Referring expression pointing data

═══

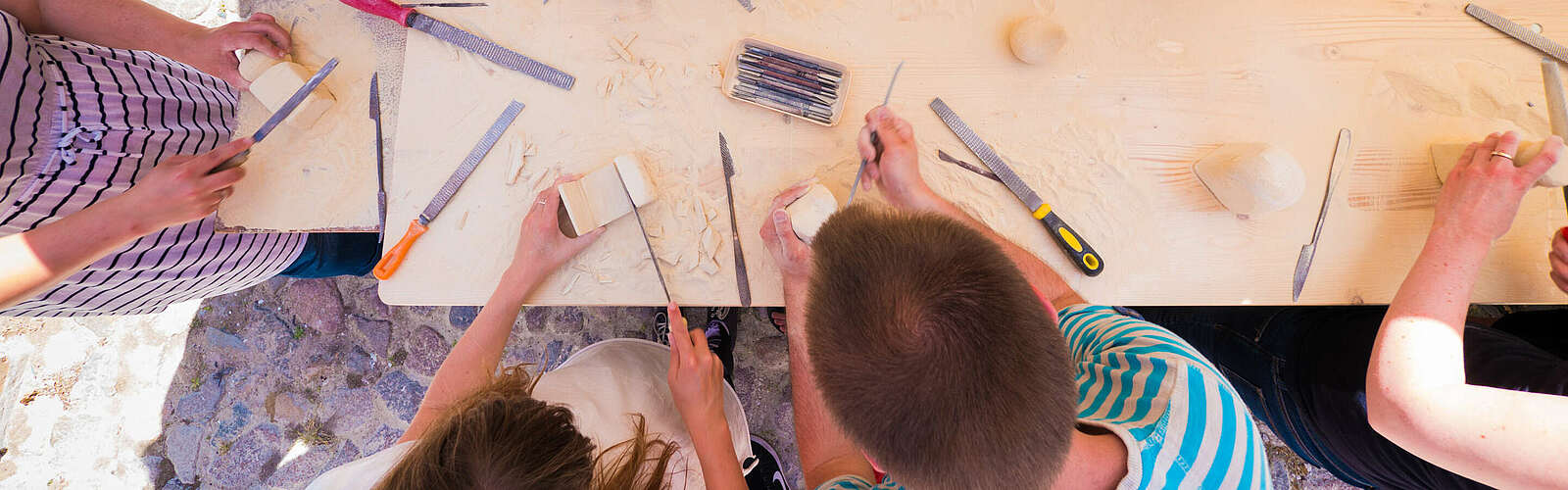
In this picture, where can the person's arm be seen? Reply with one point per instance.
(177, 190)
(825, 451)
(898, 173)
(138, 25)
(472, 362)
(697, 379)
(1416, 390)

═══

### Directions
Return the entries above exactly and in full; do not include images.

### Task result
In this picture, where can the person's arm be seen? Reply with one point per instance.
(177, 190)
(825, 451)
(898, 173)
(138, 25)
(472, 362)
(697, 379)
(1416, 390)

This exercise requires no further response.